[Your instructions] Can you continue the loop pass manager source code below, picking up right after its last line?

[Passage to read]
===============

Transforms/Scalar/LoopPassManager.cpp

//===- LoopPassManager.cpp - Loop pass management -------------------------===//
//
// Part of the LLVM Project, under the Apache License v2.0 with LLVM Exceptions.
// See https://llvm.org/LICENSE.txt for license information.
// SPDX-License-Identifier: Apache-2.0 WITH LLVM-exception
//
//===----------------------------------------------------------------------===//

#include "llvm/Transforms/Scalar/LoopPassManager.h"
#include "llvm/Analysis/AssumptionCache.h"
#include "llvm/Analysis/BasicAliasAnalysis.h"
#include "llvm/Analysis/BlockFrequencyInfo.h"
#include "llvm/Analysis/GlobalsModRef.h"
#include "llvm/Analysis/MemorySSA.h"
#include "llvm/Analysis/ScalarEvolutionAliasAnalysis.h"
#include "llvm/Analysis/TargetLibraryInfo.h"
#include "llvm/Support/Debug.h"
#include "llvm/Support/TimeProfiler.h"

using namespace llvm;

namespace llvm {

/// Explicitly specialize the pass manager's run method to handle loop nest
/// structure updates.
PreservedAnalyses
PassManager<Loop, LoopAnalysisManager, LoopStandardAnalysisResults &,
            LPMUpdater &>::run(Loop &L, LoopAnalysisManager &AM,
                               LoopStandardAnalysisResults &AR, LPMUpdater &U) {
  // Runs loop-nest passes only when the current loop is a top-level one.
  PreservedAnalyses PA = (L.isOutermost() && !LoopNestPasses.empty())
                             ? runWithLoopNestPasses(L, AM, AR, U)
                             : runWithoutLoopNestPasses(L, AM, AR, U);

  // Invalidation for the current loop should be handled above, and other loop
  // analysis results shouldn't be impacted by runs over this loop. Therefore,
  // the remaining analysis results in the AnalysisManager are preserved. We
  // mark this with a set so that we don't need to inspect each one
  // individually.
  // FIXME: This isn't correct! This loop and all nested loops' analyses should
  // be preserved, but unrolling should invalidate the parent loop's analyses.
  PA.preserveSet<AllAnalysesOn<Loop>>();

  return PA;
}

// Run both loop passes and loop-nest passes on top-level loop \p L.
PreservedAnalyses
LoopPassManager::runWithLoopNestPasses(Loop &L, LoopAnalysisManager &AM,
                                       LoopStandardAnalysisResults &AR,
                                       LPMUpdater &U) {
  assert(L.isOutermost() &&
         "Loop-nest passes should only run on top-level loops.");
  PreservedAnalyses PA = PreservedAnalyses::all();

  // Request PassInstrumentation from analysis manager, will use it to run
  // instrumenting callbacks for the passes later.
  PassInstrumentation PI = AM.getResult<PassInstrumentationAnalysis>(L, AR);

  unsigned LoopPassIndex = 0, LoopNestPassIndex = 0;

  // `LoopNestPtr` points to the `LoopNest` object for the current top-level
  // loop and `IsLoopNestPtrValid` indicates whether the pointer is still valid.
  // The `LoopNest` object will have to be re-constructed if the pointer is
  // invalid when encountering a loop-nest pass.

===============

[Recorded information]

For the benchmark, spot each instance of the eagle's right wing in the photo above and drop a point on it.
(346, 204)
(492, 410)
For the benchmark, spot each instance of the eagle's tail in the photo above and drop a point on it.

===============

[Answer]
  std::unique_ptr<LoopNest> LoopNestPtr;
  bool IsLoopNestPtrValid = false;

  for (size_t I = 0, E = IsLoopNestPass.size(); I != E; ++I) {
    Optional<PreservedAnalyses> PassPA;
    if (!IsLoopNestPass[I]) {
      // The `I`-th pass is a loop pass.
      auto &Pass = LoopPasses[LoopPassIndex++];
      PassPA = runSinglePass(L, Pass, AM, AR, U, PI);
    } else {
      // The `I`-th pass is a loop-nest pass.
      auto &Pass = LoopNestPasses[LoopNestPassIndex++];

      // If the loop-nest object calculated before is no longer valid,
      // re-calculate it here before running the loop-nest pass.
      if (!IsLoopNestPtrValid) {
        LoopNestPtr = LoopNest::getLoopNest(L, AR.SE);
        IsLoopNestPtrValid = true;
      }
      PassPA = runSinglePass(*LoopNestPtr, Pass, AM, AR, U, PI);
    }

    // `PassPA` is `None` means that the before-pass callbacks in
    // `PassInstrumentation` return false. The pass does not run in this case,
    // so we can skip the following procedure.
    if (!PassPA)
      continue;

    // If the loop was deleted, abort the run and return to the outer walk.
    if (U.skipCurrentLoop()) {
      PA.intersect(std::move(*PassPA));
      break;
    }

    // Update the analysis manager as each pass runs and potentially
    // invalidates analyses.
    AM.invalidate(L, *PassPA);

    // Finally, we intersect the final preserved analyses to compute the
    // aggregate preserved set for this pass manager.
    PA.intersect(std::move(*PassPA));

    // Check if the current pass preserved the loop-nest object or not.
    IsLoopNestPtrValid &= PassPA->getChecker<LoopNestAnalysis>().preserved();

    // After running the loop pass, the parent loop might change and we need to
    // notify the updater, otherwise U.ParentL might gets outdated and triggers
    // assertion failures in addSiblingLoops and addChildLoops.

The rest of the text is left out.